:: SOURCE TEXT

Ah, yes, I remember this episode well. Er, actually, I remember thinking that the Iconian art looked pretty cool and I was sad that our heroes failed to secure their way cooler tech! And that this was a genuinely stupid episode.

* Yes, the application of the advanced med tech known as the "splint," something I was trained in while a member of the US Special Operations Force known colloguially as the "Cub Scouts."

* Yes, the brilliant Riker Maneuver known as leave-shields-up-to-prevent-awayteam-retrieval, even though the enemy vessel is demonstrably dysfunctional.

* Yes, the pressing need for a Counselor on the bridge to inform of obvious psychological insights. Which could be dispensed with series-long by the brief presence of Han Solo: "It's a good thing we have the professor here to tell us these things!"

* Yes, the sad loss of the magical Iconian transporter technology. Which thankfully was rediscovered in the JJverse Star Trek reboot by Scotty with the wonders of "transwarp transport."

Okay then, we're all good!

The Broken Turbolift should be a ride at a Star Trek theme park.

"Contagion" is one of my favorites from season 2, even despite the splint scene, and the horrible "Do we have any rocks we can throw at them?" line...

It's got some sci-fi goodness, a nice tale about malware (a fairly new concept at the time), instant transporting technology, linguistic and cultural etymology, and Romulans - there are worse episodes with the Romulans shoved in...

I do agree the Romulans could have been a bit more solid, but Carolyn Seymour was a coup...

I feel you're a bit harsh about this one. Can't disagree with many of the points you make, but overall I think this is a pretty enjoyable episode - it's always been one of my favourites from early TNG. I love reading these TNG retrospectives but in truth, if you break down the finer details of almost any sci-fi plot without giving it the benefit of the "if they had longer maybe they'd explain it better" doubt, you can make it sound stupid.

"If it should become necessary to fight, do we have any rocks we can throw at them" is up there with the best TNG lines!

This was the first episode of TNG that really got my attention. I loved it at the time but can see your problems with it. The Romulans have always been my favourite ST opponents ever since I first saw "Balance of Terror" back in the 80's.

The Iconian Civilisation gripped my imagination and has never let go. I loved it when DS9 repeated the storyline a decade later, I even wrote a slash spin-off set in the Gamma Quadrant riffing off those two stories amongst others.

I think this episode must have also spurred my latent interest in archeology. Oh & I think I started drinking Earl Grey at that time. What can I say, Picard was my childhood hero!

As always the writing in these reviews is excellent, if the review itself is a little harsh. I echo some of the sentiments mentioned in the earlier posts, that being that we have to take into account the decade these episodes were written in and the level of sophistication of the writers and the audience. This is another episode that I remember enjoying in eighties, even though when viewed now in 2013 some elements of it are a little silly.

However, when I'm watching something like, 'The Man of Steel' (which I enjoyed parts of, despite the grand canyon sized plot holes) and I see the status quo restored 5 minutes after Metropolis is essentially flattened to the ground, I can't get upset about Picard getting over the death of a colleague who he hasn't seen in years in the space of a 45 minute episode.

That said, if James Hunt manages to keep these reviews up for the entire run of TNG then I believe he will have produced the THE definitive critique on a ground breaking series.

Keep it up.

IMHO this episode hasn't aged well. I know the public didn't know about viruses, trojans and malware when this episode was aired. But today I always think: These are Starfleets best and brightest, serving on the federation flagship, and to reboot their computer with uninfected backup files is presented not like a standard procedure, but as an entirely new concept. But hey, the episode had a romulan warbird, an exploding galaxy-class-ship and the iconian gateways which got their own book-series and they reappeared many years later in DS9's "To the Death".

::::
:: RECORDS SUPPLIED

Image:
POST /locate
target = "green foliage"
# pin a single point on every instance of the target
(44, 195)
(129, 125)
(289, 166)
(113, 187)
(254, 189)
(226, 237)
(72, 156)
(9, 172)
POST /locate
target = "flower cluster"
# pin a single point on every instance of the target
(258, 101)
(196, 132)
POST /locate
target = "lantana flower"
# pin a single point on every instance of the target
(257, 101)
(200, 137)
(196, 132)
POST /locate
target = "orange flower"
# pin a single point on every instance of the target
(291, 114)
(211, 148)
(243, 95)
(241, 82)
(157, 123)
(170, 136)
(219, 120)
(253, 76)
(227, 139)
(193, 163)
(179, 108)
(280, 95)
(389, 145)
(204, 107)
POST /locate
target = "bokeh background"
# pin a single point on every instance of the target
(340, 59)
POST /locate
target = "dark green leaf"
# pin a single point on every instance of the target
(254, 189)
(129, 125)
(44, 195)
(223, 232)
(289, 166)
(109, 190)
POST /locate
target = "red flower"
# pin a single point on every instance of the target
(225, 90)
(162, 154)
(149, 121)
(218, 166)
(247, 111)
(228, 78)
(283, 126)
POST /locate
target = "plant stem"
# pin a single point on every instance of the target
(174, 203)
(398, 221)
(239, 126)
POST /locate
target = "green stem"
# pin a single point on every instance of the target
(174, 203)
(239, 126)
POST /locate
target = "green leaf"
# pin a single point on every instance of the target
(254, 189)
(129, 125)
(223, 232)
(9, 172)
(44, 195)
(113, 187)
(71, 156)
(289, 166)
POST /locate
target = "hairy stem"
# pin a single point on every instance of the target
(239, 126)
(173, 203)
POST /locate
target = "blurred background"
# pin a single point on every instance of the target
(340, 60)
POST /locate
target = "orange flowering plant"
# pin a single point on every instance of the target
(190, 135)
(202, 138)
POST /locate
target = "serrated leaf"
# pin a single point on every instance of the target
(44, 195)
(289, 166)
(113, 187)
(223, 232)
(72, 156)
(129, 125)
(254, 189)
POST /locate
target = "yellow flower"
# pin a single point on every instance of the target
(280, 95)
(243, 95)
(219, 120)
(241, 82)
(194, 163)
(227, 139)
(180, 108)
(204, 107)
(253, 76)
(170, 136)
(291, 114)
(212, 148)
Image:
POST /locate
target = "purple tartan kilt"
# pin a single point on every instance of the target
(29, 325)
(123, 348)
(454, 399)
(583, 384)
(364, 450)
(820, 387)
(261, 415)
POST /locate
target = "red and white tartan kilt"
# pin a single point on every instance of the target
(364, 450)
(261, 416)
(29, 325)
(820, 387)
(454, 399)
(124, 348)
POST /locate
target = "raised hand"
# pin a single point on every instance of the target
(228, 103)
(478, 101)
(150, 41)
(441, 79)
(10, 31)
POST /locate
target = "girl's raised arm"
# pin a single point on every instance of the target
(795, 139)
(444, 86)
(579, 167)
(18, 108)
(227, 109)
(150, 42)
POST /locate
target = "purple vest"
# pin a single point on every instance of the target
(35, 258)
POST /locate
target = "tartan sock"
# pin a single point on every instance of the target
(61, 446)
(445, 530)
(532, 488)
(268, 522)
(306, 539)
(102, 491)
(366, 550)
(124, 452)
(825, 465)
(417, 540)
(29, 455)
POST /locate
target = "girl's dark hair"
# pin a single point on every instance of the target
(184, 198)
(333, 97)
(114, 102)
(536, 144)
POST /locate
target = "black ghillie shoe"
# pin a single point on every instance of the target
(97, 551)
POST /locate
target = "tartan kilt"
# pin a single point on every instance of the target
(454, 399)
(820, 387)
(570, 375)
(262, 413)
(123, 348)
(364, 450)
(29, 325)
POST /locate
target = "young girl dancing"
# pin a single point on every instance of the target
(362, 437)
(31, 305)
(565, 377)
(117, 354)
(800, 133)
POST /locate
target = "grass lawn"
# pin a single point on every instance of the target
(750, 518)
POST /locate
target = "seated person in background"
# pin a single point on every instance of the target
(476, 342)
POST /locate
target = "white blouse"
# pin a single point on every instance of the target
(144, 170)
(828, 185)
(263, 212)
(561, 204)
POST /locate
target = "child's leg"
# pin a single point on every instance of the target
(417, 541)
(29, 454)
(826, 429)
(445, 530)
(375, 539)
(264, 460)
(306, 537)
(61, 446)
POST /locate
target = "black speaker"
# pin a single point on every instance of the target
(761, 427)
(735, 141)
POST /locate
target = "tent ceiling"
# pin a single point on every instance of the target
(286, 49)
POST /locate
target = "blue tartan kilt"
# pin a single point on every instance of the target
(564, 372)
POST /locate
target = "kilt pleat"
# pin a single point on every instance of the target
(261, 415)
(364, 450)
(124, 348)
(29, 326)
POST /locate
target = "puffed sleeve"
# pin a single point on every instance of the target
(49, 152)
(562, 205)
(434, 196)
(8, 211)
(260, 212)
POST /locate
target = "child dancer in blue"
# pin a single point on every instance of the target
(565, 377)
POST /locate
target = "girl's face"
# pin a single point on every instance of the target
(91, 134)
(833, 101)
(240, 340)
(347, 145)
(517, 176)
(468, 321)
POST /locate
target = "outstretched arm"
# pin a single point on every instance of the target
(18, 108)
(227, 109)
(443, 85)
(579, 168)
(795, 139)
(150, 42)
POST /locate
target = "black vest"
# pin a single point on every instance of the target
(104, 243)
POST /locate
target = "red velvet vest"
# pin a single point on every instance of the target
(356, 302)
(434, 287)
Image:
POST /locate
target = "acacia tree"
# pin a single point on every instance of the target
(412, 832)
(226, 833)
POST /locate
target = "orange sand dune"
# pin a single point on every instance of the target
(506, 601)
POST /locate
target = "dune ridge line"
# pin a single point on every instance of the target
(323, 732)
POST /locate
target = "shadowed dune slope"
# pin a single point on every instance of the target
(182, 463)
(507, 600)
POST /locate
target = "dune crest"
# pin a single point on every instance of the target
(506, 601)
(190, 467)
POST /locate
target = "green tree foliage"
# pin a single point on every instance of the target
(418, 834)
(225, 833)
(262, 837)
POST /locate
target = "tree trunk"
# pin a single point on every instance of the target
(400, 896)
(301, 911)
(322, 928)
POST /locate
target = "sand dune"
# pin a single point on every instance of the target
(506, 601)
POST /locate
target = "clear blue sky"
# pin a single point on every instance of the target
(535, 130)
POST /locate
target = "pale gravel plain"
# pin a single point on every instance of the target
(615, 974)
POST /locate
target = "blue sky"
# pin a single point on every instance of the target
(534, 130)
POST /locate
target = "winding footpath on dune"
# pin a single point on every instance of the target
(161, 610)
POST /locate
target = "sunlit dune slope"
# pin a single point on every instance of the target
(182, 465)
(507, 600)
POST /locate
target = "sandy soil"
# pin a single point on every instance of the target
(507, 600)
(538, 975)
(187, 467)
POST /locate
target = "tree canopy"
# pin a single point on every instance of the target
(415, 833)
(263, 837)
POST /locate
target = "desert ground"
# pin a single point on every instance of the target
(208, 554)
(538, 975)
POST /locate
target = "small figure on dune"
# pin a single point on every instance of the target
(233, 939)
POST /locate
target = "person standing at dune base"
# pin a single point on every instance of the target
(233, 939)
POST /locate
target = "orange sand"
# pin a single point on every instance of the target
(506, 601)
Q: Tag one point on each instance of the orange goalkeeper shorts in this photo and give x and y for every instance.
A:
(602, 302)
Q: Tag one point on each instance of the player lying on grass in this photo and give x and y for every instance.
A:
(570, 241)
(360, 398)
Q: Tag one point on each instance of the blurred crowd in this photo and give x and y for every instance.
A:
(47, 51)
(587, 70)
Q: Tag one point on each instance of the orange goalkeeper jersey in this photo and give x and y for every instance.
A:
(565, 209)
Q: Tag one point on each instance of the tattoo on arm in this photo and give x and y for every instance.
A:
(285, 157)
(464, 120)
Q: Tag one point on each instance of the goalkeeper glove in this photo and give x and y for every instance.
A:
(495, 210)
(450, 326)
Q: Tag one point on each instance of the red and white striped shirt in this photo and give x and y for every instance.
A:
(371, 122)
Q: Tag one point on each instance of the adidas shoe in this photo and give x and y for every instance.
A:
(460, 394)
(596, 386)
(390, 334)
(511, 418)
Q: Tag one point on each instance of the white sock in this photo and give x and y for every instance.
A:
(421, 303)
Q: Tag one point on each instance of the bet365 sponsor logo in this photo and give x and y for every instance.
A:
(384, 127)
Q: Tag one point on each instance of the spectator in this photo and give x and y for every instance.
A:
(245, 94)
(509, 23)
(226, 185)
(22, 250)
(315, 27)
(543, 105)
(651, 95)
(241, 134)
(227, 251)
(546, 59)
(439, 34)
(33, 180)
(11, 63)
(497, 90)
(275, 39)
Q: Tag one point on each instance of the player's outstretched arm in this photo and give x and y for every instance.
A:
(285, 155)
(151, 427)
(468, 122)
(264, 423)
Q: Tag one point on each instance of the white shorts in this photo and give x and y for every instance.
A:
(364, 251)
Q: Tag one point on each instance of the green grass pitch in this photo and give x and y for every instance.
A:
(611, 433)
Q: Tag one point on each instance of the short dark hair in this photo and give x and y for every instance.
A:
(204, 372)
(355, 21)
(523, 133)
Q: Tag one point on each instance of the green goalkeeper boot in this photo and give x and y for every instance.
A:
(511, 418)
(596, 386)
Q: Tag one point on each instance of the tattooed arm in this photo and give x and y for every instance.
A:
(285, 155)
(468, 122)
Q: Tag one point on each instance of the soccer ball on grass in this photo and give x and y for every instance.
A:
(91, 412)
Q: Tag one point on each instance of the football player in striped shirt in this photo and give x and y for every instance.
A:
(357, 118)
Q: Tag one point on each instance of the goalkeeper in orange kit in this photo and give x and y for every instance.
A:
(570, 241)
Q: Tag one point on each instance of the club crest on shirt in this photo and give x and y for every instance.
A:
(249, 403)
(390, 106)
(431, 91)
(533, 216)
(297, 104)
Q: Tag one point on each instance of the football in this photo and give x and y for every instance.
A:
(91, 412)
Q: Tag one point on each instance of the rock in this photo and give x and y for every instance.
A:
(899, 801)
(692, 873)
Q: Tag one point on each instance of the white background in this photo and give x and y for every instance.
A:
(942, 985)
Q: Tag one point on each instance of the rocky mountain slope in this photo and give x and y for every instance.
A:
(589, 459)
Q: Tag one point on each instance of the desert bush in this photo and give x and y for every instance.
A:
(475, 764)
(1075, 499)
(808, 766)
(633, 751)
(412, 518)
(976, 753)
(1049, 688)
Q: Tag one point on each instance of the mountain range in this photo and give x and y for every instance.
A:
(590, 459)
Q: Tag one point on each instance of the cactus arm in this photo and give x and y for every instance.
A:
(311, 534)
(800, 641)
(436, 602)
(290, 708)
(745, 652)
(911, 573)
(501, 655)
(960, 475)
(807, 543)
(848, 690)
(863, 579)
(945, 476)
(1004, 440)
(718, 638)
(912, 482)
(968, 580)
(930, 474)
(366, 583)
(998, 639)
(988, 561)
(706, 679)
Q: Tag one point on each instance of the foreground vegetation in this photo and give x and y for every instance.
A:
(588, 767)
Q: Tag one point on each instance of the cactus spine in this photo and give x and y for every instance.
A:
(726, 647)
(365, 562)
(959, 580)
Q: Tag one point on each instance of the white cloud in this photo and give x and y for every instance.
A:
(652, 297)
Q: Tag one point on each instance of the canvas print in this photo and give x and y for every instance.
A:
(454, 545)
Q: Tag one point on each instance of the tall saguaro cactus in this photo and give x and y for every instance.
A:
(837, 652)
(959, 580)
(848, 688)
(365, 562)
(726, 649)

::::

§ QUESTIONS
(a) Write out the part of the Contagion comment thread from "However, when I'm" through "45 minute episode.".
(b) Shorten the paragraph of the Contagion comment thread that begins "IMHO this episode hasn't aged well," keeping its main facts.
The material above comes from a separate source.

§ TASK-BY-TASK OUTPUTS
(a)
However, when I'm watching something like, 'The Man of Steel' (which I enjoyed parts of, despite the grand canyon sized plot holes) and I see the status quo restored 5 minutes after Metropolis is essentially flattened to the ground, I can't get upset about Picard getting over the death of a colleague who he hasn't seen in years in the space of a 45 minute episode.

(b) The episode hasn't aged well. When it aired, the public didn't know about viruses, trojans and malware. Today, though, it seems odd that Starfleet's best and brightest on the Federation flagship treat rebooting the computer with uninfected backup files as an entirely new idea rather than standard procedure. Still, the episode had a Romulan warbird, an exploding Galaxy-class ship and the Iconian gateways. Those gateways got their own book series and came back many years later in DS9's "To the Death."